Antes da chegada de Beltrame ao evento, Trogildo lembrou que a segurança é hoje o principal problema da população. “Todo dia há crimes brutais”, lamentou, citando vários casos recentes de assassinato ocorridos na Capital. “E não podemos nos conformar, achar que é comum matar ou morrer”, afirmou. “Desde que foi criado, há três meses, o Comitê Permanente de Segurança Metropolitano tem como objetivo discutir o tema, traçar um diagnóstico e presentar um plano integrado para toda a região.” 

Além de reunir o Parlamento Metropolitano da Grande Porto Alegre, prefeituras, Câmaras Municipais e universidades gaúchas, o Comitê congrega parceiros como o Fórum Latino-Americano de Defesa do Consumidor (FEDC), a Associação dos Juízes do RS (Ajuris), a Associação dos Delegados de Polícia do RS (Asdep), a Associação dos Comissários de Polícia (ACP), a Associação Beneficente Antonio Mendes Filho (Abamf) e a Associação dos Sargentos, Subtenentes e Tenentes da Brigada Militar e Bombeiros do RS (ASSTBM).

__Listagem de dados__

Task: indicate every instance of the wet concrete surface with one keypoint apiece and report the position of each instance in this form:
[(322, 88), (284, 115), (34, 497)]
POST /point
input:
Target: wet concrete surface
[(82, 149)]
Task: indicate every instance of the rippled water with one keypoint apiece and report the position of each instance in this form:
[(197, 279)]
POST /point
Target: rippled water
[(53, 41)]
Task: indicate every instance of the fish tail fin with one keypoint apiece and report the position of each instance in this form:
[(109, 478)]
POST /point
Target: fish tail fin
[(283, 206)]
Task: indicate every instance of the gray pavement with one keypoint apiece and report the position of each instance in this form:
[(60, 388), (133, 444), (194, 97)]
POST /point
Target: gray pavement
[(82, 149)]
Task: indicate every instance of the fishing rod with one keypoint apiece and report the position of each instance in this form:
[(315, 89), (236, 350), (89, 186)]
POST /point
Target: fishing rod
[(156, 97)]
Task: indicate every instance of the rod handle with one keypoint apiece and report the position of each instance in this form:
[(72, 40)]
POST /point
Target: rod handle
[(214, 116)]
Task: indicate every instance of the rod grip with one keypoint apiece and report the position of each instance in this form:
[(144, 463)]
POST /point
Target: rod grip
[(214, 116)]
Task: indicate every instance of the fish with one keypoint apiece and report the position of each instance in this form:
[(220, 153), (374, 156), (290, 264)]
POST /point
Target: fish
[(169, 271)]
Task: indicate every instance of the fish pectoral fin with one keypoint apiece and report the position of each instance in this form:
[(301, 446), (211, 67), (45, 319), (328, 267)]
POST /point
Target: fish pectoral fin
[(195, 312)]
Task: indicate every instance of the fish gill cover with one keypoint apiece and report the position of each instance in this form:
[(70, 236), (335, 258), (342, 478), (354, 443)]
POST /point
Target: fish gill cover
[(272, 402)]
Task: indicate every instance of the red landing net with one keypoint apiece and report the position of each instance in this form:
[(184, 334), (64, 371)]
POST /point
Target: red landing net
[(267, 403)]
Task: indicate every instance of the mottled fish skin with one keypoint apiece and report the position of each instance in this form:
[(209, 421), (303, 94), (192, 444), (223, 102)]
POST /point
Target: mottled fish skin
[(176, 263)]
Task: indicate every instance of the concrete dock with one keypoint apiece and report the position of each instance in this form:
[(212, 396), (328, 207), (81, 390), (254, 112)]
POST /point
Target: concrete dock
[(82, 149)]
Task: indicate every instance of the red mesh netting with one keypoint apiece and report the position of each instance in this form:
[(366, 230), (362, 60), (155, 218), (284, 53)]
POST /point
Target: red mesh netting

__Tarefas a realizar__
• a. Quais associações o texto sobre o Comitê de Segurança Metropolitano cita como parceiras do Comitê?
• b. Segundo o texto sobre o Comitê de Segurança Metropolitano, há quanto tempo o Comitê foi criado?
• c. Prolongue o texto sobre o Comitê de Segurança Metropolitano a partir do ponto em que ele termina.

__Resultados do exercício__
• a.
- Associação dos Juízes do RS (Ajuris)
- Associação dos Delegados de Polícia do RS (Asdep)
- Associação dos Comissários de Polícia (ACP)
- Associação Beneficente Antonio Mendes Filho (Abamf)
- Associação dos Sargentos, Subtenentes e Tenentes da Brigada Militar e Bombeiros do RS (ASSTBM)

• b. Há três meses.

• c.
Autoridades e entidades

Diversas autoridades participaram da reunião, como o prefeito José Fortunati, os secretários da Segurança do Estado e do Município, representantes de entidades ligadas à segurança, da Polícia Civil, da Brigada Militar, da Guarda Municipal, da Assembleia Legislativa, do Ministério Público, da Defensoria Pública e da Agergs, entre outras.

Também estiveram presentes os vereadores Mauro Pinheiro (Rede), Mendes Ribeiro (PMDB), Valter Nagelstein (PMDB), Lourdes Sprenger (PMDB), Sofia Cavedon (PT), Delegado Cleiton (PDT), Claudio Janta (SD), João Carlos Nedel (PP) e o vereador licenciado Alberto Kopittke, hoje secretário de Segurança de Canoas.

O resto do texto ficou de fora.